• [Your goal]: Turn the record lines from the one containing "I would appreciate it if you could identify the gray" through the one containing "Query: mouth", both included, into a Markdown table. Use a Row column that numbers each line and a Record line column that holds the line, and leave out any blank lines.
** start of Records for this exercise **
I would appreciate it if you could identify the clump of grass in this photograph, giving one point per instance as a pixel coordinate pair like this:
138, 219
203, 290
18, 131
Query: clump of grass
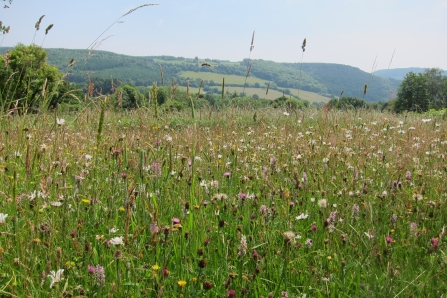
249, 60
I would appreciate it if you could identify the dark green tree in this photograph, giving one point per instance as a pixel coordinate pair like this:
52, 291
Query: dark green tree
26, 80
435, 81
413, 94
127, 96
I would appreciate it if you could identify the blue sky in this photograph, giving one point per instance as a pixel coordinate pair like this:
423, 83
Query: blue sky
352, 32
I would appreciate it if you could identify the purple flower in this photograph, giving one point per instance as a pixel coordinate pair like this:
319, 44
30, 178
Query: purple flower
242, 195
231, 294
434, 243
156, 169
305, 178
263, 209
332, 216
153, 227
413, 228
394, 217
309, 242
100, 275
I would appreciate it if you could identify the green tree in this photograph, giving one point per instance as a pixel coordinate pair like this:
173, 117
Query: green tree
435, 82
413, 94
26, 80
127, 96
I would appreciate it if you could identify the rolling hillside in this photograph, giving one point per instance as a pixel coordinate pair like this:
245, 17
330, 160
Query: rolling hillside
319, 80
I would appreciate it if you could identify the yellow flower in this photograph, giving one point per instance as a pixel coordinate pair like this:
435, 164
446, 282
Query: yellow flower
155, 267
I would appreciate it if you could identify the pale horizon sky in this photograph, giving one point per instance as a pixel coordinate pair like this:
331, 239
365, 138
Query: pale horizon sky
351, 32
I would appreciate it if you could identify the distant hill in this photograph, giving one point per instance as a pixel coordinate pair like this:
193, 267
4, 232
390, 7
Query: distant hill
** end of Records for this exercise **
** start of Records for this exercise **
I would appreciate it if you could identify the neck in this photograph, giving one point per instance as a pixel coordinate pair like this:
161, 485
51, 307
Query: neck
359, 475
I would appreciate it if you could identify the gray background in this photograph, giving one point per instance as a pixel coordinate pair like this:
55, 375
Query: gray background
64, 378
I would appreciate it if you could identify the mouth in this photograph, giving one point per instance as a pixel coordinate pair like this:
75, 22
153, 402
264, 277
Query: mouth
** end of Records for this exercise **
• [Finished exercise]:
| Row | Record line |
|---|---|
| 1 | I would appreciate it if you could identify the gray background in this photograph, giving one point per instance as a pixel coordinate pair like this: |
| 2 | 55, 375 |
| 3 | Query: gray background |
| 4 | 64, 378 |
| 5 | I would appreciate it if you could identify the mouth in this photograph, giving one point per instance as a pixel coordinate pair like this: |
| 6 | 75, 22 |
| 7 | 153, 402 |
| 8 | 264, 277 |
| 9 | Query: mouth |